Directions: Below is a listing. Quote from it, exactly, the lines from the one containing "[tag] spire finial" down to the one containing "[tag] capitol wing", both ends included, and nothing else.

Dataset excerpts:
::::
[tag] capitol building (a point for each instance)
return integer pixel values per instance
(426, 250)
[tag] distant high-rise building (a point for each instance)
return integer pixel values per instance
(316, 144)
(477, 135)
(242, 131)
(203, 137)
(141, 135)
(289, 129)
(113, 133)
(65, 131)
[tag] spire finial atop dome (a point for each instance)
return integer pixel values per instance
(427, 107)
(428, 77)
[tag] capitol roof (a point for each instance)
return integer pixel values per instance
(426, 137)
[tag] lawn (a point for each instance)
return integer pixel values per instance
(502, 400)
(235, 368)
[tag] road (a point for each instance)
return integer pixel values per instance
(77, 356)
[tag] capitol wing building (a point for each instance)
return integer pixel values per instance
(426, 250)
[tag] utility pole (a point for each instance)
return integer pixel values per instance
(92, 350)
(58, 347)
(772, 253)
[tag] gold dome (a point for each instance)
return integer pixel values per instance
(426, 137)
::::
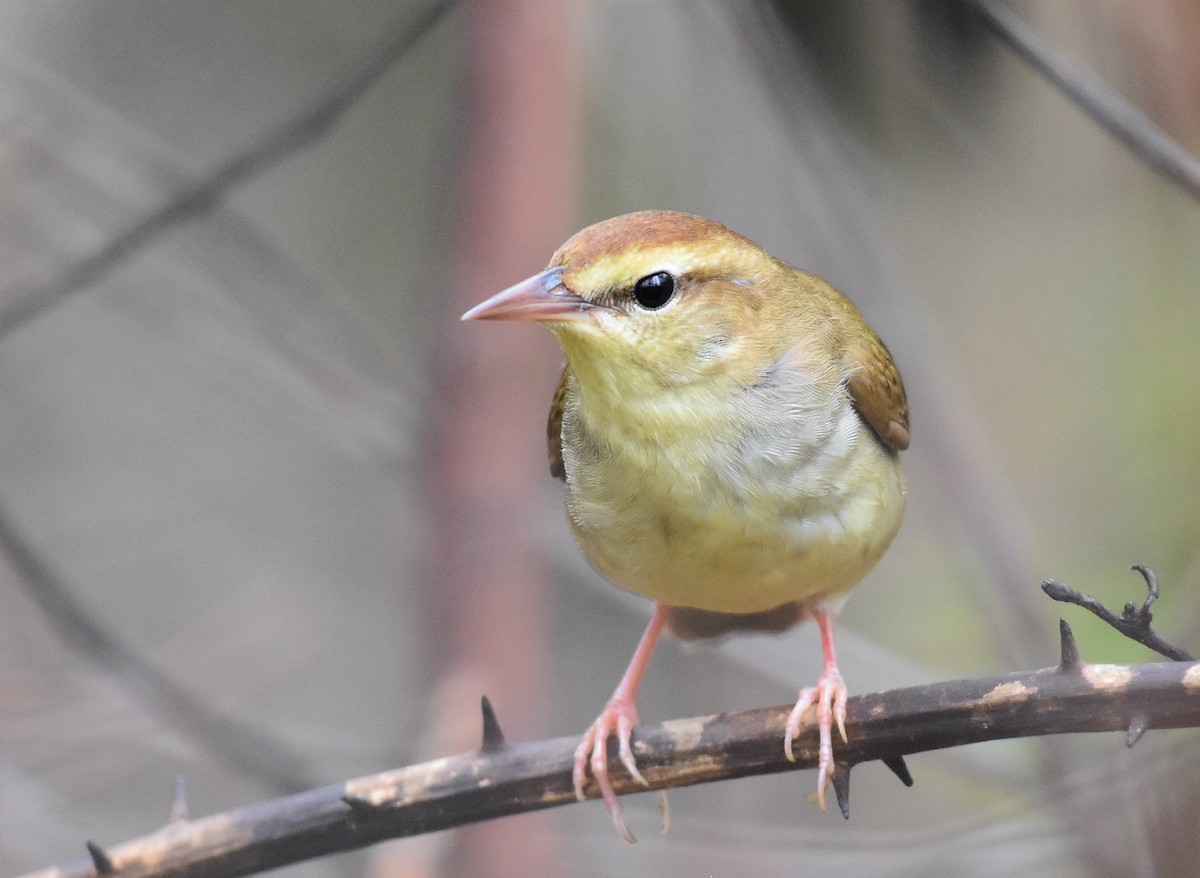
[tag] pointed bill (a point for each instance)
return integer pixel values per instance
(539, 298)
::::
Your response:
[tag] spire finial atop dome (a point for each instance)
return integer pixel values per instance
(427, 107)
(428, 77)
[tag] capitol roof (a point for each instance)
return integer pixel values per instance
(426, 137)
[tag] lawn (a point for each instance)
return integer pixel values per instance
(502, 400)
(235, 368)
[tag] road (a point for each instance)
return integer pixel values per instance
(77, 356)
[tag] capitol wing building (a point for each instance)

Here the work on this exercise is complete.